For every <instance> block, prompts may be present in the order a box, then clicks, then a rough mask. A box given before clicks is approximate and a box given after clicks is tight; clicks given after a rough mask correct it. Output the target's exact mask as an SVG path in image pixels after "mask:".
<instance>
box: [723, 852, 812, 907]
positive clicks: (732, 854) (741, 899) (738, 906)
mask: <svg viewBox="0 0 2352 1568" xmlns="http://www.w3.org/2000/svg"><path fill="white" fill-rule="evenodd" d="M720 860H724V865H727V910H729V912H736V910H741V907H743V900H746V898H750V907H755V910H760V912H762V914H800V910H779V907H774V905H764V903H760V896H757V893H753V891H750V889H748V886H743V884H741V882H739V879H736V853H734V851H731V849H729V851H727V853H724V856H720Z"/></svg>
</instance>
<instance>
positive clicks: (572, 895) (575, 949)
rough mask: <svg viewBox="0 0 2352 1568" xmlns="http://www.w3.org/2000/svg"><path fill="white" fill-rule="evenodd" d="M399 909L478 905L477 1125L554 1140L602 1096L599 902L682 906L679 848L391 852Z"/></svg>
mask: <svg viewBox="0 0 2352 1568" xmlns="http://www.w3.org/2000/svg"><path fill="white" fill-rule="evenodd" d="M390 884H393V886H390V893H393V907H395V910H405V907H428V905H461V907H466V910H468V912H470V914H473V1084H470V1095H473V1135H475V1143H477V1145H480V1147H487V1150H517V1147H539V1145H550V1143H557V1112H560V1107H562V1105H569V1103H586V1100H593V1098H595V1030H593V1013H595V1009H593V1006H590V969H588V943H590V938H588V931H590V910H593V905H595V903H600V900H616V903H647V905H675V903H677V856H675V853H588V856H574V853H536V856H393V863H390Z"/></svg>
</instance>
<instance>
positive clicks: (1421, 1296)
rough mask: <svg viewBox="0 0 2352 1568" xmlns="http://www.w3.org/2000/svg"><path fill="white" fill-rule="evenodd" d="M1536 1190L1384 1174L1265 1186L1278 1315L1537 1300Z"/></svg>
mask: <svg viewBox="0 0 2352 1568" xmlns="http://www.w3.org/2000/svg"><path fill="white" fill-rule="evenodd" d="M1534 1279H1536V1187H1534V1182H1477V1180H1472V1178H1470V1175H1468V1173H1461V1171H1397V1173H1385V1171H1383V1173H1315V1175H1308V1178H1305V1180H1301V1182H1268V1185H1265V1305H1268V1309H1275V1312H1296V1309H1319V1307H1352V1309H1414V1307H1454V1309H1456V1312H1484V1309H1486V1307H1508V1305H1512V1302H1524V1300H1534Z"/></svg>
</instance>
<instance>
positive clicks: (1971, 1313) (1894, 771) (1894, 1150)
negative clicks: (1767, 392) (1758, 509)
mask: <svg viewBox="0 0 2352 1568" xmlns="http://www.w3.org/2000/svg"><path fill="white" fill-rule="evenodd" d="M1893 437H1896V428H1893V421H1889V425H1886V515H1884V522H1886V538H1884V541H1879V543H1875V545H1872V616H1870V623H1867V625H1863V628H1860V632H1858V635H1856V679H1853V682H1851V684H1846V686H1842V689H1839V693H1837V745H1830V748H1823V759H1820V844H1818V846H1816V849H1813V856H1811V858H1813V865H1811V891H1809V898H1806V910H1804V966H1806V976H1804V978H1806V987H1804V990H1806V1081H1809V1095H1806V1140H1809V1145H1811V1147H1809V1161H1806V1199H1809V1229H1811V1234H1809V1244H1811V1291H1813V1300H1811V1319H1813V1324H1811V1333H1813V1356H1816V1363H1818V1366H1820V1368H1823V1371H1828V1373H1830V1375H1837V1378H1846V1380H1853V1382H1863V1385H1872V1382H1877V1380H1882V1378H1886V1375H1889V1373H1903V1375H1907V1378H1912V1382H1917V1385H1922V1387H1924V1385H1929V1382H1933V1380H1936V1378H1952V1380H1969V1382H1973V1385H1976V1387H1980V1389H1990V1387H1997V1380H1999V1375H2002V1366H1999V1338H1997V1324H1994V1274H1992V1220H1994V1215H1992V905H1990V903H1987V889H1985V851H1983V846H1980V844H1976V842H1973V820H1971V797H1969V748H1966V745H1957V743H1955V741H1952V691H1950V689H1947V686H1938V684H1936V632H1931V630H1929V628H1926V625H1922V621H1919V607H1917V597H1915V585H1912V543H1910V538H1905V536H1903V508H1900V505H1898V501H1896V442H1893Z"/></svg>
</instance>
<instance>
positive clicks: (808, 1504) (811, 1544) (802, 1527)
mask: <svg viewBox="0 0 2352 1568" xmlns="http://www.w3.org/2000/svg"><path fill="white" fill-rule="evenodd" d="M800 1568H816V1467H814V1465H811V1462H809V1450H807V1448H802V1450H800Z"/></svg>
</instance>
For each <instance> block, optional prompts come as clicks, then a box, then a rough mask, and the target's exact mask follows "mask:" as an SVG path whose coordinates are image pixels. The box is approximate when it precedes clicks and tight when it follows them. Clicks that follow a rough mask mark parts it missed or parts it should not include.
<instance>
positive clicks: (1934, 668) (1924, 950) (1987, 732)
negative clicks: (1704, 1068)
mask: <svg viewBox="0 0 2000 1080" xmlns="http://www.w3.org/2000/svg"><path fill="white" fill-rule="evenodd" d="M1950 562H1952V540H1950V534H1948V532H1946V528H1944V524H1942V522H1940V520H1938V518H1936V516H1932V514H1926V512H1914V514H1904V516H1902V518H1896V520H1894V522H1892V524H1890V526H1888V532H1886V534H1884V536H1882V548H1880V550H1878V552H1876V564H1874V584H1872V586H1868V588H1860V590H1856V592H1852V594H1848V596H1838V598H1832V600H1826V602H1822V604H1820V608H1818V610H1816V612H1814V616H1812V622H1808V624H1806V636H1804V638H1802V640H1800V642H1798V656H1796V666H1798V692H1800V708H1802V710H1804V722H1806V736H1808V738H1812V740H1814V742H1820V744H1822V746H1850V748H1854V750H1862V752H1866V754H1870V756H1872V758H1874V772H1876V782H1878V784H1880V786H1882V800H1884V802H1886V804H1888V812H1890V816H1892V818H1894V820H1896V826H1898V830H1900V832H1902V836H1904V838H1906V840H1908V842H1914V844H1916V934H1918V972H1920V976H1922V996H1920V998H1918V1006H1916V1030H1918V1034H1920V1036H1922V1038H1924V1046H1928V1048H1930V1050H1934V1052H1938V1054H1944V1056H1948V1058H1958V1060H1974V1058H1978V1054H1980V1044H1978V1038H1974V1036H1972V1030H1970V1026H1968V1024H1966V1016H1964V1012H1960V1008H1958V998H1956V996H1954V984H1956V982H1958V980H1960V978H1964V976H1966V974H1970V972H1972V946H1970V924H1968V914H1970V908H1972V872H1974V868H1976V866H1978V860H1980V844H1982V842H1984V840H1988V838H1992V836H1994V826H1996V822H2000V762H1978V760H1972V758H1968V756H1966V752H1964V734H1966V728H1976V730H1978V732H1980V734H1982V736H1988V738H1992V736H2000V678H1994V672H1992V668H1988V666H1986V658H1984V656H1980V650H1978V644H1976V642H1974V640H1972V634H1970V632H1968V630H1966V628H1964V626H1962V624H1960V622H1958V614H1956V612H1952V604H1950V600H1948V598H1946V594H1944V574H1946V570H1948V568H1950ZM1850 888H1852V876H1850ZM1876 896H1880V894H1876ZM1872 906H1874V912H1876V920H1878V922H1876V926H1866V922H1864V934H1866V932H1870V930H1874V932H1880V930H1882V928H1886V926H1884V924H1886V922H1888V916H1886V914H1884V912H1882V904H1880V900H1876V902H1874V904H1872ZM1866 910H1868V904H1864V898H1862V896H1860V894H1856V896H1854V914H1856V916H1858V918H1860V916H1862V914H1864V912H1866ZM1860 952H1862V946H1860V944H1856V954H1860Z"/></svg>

_Exercise instructions_:
Whenever the word "prompts" occurs in a line above, copy that line.

_Task response_:
For every <instance> block, prompts may be present in the order a box, then clicks, then a rough mask. A box given before clicks is approximate and a box given after clicks is tight; clicks given after a rough mask correct it. Output the target's exact mask as an SVG path in image pixels after "mask:".
For each <instance> block, optional prompts come as clicks, then a box, then a rough mask, and the target's exact mask follows "mask:" as an SVG path whose coordinates are image pixels. The box is approximate when it precedes clicks and tight when it follows them. Clicks that follow a rough mask mark parts it missed or parts it should not include.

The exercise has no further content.